→ Exercise brief
Lines before the one containing "Category: chrome front bumper" are left out; copy that line and every later line through the end of the data exactly.
═══ Supplied data ═══
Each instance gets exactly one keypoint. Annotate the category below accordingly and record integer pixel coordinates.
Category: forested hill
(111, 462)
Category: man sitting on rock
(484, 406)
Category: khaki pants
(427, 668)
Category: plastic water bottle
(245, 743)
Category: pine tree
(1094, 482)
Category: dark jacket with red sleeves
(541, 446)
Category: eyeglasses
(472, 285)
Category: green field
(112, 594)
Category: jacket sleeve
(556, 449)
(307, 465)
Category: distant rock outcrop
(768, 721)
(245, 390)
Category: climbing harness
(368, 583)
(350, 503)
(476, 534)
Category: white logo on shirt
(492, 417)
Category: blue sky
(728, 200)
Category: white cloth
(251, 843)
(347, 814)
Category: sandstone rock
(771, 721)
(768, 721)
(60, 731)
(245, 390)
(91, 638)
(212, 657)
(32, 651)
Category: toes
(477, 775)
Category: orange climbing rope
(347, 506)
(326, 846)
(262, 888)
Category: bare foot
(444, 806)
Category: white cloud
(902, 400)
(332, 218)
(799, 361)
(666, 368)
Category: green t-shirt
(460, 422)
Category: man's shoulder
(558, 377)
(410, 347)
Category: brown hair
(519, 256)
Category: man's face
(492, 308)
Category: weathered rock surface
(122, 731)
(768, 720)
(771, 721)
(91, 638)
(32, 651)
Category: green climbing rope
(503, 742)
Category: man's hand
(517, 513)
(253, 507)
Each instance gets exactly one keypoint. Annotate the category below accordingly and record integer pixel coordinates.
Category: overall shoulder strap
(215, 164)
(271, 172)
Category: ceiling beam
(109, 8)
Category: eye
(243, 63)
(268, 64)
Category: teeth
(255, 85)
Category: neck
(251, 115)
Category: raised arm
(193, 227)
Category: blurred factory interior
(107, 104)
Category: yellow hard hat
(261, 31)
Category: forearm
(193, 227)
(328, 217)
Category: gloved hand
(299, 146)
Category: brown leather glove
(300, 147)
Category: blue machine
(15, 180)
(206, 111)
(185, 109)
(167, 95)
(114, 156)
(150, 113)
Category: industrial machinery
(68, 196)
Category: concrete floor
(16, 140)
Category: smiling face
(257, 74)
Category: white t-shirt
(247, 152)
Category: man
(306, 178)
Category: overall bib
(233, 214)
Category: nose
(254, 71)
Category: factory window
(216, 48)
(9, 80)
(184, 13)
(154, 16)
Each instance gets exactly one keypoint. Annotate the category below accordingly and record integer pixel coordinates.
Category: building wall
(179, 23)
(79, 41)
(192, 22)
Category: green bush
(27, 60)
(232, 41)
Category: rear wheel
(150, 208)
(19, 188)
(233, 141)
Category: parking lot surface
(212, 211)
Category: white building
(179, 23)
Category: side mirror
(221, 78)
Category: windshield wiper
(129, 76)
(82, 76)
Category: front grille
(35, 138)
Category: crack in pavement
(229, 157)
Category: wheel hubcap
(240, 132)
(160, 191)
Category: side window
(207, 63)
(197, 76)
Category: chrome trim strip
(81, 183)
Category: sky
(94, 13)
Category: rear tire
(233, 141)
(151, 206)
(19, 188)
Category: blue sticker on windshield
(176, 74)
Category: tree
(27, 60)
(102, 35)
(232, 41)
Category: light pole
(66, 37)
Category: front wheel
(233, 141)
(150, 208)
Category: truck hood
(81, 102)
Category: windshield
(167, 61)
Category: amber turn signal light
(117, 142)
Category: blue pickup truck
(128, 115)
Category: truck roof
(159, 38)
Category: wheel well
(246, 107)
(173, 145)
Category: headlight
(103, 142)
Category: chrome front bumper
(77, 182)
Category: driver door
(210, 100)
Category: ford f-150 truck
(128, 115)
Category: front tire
═══
→ Task result
Category: chrome front bumper
(77, 182)
Category: driver door
(210, 100)
Category: ford f-150 truck
(128, 115)
Category: front tire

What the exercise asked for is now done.